**Your instructions:** Copy every line of the records below word for word, but leave the pictures out.

[Photo object pointing records]
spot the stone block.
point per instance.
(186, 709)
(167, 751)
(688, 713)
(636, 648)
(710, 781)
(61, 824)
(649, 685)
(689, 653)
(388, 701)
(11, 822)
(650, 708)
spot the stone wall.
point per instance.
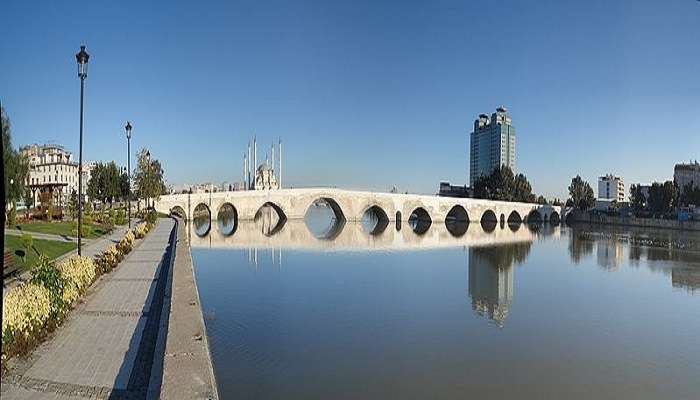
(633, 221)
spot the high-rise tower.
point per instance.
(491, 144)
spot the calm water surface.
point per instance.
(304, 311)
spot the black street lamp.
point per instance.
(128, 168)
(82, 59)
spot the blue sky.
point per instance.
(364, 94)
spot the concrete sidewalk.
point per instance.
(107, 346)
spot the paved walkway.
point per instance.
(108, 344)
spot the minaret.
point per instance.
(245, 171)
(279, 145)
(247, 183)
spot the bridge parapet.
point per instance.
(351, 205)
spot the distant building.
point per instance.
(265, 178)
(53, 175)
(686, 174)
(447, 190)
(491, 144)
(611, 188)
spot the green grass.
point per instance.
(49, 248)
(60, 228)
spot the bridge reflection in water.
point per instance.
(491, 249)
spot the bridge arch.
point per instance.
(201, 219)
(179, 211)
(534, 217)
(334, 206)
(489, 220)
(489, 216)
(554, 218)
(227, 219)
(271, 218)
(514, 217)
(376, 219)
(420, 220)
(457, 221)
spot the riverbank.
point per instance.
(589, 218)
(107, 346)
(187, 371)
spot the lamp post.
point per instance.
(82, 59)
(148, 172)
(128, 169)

**Expected answer:**
spot the stone block.
point per instance.
(186, 709)
(167, 751)
(688, 713)
(636, 648)
(710, 781)
(61, 824)
(649, 685)
(689, 653)
(388, 701)
(11, 822)
(650, 708)
spot the stone wall.
point per instance.
(633, 221)
spot the high-rise tower.
point per instance.
(491, 144)
spot the calm water surface.
point per instance.
(304, 311)
spot the black street lamp.
point per instance.
(128, 168)
(82, 59)
spot the blue sky.
point per instance.
(364, 94)
spot the concrete sidewalk.
point per instance.
(107, 346)
spot the paved walkway.
point per instance.
(108, 344)
spot the minaret.
point per instance.
(245, 171)
(279, 145)
(247, 183)
spot the bridge parapet.
point per instance.
(351, 205)
spot the distant building.
point per instance.
(265, 178)
(53, 175)
(686, 174)
(447, 190)
(491, 144)
(611, 188)
spot the green grass.
point per instance.
(49, 248)
(60, 228)
spot the bridge reflection in water.
point per instance.
(491, 249)
spot the bridge arch.
point per instance.
(201, 219)
(179, 211)
(534, 217)
(334, 206)
(489, 220)
(489, 216)
(554, 218)
(227, 219)
(271, 218)
(514, 217)
(376, 219)
(420, 220)
(457, 221)
spot the riverbank.
point per instance.
(589, 218)
(107, 346)
(187, 371)
spot the lamp post.
point per instance.
(82, 59)
(148, 172)
(128, 169)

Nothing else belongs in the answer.